▸ To be done
Find each line in the data below that contains the string "shadow", and copy those lines. Treat uppercase and lowercase as different.

┌──

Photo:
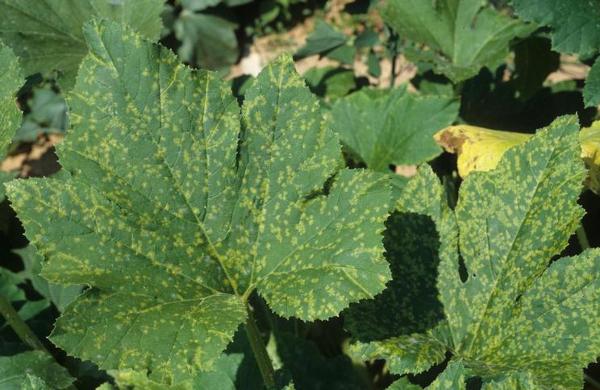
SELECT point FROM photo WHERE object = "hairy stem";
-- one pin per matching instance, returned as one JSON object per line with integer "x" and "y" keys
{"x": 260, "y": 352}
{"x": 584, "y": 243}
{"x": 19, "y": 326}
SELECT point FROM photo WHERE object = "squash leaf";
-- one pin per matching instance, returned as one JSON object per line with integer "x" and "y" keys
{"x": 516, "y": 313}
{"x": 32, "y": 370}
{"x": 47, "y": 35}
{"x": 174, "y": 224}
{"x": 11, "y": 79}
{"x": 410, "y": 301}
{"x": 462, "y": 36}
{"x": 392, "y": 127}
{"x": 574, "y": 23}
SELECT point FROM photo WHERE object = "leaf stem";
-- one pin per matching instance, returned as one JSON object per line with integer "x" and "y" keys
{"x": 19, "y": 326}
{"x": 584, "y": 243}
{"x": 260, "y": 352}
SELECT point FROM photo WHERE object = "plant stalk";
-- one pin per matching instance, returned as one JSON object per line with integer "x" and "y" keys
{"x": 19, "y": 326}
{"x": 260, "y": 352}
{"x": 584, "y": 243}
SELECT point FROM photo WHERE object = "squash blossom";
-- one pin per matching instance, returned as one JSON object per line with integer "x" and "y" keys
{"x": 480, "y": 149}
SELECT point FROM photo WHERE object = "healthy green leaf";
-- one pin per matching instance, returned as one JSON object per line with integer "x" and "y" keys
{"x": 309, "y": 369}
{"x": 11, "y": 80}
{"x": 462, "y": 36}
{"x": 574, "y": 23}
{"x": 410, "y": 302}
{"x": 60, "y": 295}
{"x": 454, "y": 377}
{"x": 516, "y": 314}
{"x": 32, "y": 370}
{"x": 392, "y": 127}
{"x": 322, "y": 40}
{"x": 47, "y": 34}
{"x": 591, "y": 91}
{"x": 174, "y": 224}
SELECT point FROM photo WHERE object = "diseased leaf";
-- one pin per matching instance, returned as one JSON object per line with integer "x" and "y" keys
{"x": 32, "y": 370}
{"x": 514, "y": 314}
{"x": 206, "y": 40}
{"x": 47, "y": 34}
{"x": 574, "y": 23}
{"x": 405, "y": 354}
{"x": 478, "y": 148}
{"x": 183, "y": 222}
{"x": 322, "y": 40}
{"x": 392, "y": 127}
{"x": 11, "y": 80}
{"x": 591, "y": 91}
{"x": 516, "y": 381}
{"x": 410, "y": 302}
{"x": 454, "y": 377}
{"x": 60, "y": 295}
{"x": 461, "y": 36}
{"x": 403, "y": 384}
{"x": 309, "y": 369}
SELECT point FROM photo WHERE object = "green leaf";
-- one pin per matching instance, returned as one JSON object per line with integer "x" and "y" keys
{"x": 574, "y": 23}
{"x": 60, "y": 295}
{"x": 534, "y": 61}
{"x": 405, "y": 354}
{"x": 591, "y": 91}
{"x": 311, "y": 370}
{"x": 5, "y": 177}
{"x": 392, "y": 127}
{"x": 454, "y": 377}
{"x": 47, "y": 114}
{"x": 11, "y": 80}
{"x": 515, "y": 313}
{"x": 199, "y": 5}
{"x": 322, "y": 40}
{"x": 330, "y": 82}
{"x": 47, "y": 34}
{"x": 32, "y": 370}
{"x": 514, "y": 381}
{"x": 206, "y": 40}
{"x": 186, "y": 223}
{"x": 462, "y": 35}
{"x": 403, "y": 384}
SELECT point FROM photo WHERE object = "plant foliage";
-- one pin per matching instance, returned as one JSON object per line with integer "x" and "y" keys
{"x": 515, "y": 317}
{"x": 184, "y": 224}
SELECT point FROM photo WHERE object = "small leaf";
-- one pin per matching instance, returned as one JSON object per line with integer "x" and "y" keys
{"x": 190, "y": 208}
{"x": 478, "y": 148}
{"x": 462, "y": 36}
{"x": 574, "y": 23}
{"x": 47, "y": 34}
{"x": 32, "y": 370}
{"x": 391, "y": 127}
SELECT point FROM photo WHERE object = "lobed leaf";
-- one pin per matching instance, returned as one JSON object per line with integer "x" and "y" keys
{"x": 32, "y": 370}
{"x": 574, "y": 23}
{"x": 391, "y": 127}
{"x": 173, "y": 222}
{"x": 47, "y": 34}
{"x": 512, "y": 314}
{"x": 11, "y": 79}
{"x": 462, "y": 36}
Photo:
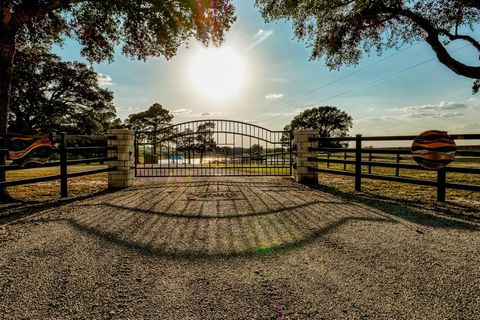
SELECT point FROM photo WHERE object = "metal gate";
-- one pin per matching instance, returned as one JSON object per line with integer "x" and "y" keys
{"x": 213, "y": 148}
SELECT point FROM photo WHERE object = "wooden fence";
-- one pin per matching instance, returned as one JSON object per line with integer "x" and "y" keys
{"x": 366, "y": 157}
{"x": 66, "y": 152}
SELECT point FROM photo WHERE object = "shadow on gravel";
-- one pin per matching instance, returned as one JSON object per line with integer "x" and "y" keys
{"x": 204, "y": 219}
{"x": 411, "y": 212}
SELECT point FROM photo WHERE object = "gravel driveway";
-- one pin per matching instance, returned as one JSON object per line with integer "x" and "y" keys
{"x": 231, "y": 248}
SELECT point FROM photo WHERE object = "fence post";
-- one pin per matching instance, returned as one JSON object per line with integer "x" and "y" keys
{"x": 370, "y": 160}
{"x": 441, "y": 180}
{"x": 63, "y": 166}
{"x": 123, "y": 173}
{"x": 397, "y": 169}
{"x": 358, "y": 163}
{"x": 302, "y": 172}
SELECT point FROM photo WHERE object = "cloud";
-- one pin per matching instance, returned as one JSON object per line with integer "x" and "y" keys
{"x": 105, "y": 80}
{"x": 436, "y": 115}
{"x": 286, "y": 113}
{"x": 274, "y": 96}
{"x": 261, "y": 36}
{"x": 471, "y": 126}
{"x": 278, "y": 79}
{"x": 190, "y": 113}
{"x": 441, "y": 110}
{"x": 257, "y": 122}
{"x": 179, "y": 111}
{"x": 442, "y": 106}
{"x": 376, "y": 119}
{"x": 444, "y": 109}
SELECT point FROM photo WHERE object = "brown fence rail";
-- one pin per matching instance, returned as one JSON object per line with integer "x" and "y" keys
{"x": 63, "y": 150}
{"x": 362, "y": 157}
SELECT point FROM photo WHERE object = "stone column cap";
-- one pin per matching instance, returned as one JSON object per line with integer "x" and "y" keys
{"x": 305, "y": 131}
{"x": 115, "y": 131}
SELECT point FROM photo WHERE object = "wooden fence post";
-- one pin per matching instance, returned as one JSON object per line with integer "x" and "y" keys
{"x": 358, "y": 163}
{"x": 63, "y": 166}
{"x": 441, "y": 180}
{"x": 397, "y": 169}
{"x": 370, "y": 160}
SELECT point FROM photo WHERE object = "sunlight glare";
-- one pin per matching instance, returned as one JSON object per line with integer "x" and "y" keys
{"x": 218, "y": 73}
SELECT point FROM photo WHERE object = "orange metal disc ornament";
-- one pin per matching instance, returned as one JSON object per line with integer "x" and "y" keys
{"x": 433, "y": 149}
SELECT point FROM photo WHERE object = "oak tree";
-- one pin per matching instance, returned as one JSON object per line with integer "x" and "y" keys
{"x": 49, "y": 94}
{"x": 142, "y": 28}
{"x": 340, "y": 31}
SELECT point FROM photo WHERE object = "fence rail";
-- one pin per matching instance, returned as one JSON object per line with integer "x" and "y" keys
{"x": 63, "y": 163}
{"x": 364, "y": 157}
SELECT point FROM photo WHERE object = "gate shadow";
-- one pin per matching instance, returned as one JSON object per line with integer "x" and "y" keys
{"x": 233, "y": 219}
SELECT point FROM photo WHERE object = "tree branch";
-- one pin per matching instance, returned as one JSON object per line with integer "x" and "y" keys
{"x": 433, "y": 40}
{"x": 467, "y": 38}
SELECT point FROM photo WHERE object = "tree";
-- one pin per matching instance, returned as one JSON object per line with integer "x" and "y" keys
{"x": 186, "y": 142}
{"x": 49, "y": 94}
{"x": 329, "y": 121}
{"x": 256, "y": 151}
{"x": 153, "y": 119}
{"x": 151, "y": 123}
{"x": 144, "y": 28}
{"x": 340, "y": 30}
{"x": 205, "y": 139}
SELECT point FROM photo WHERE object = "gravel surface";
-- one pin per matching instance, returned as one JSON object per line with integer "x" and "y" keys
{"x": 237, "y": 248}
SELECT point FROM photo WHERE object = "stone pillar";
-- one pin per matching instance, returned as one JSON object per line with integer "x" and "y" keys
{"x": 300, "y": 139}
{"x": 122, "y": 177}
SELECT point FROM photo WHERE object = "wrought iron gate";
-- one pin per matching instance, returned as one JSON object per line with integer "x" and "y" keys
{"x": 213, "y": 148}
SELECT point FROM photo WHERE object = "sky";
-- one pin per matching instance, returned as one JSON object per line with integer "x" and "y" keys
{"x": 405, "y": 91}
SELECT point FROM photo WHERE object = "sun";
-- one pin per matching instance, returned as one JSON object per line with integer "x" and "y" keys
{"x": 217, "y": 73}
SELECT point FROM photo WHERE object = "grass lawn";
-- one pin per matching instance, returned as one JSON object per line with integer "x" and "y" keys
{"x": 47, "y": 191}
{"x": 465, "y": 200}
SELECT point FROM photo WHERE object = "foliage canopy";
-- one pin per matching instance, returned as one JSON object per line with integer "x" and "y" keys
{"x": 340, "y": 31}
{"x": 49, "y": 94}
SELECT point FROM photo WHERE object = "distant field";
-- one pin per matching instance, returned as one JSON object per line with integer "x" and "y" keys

└──

▸ Correct result
SELECT point FROM photo WHERE object = "shadow on gravel";
SELECT point FROM photo WHERE object = "gate shadow";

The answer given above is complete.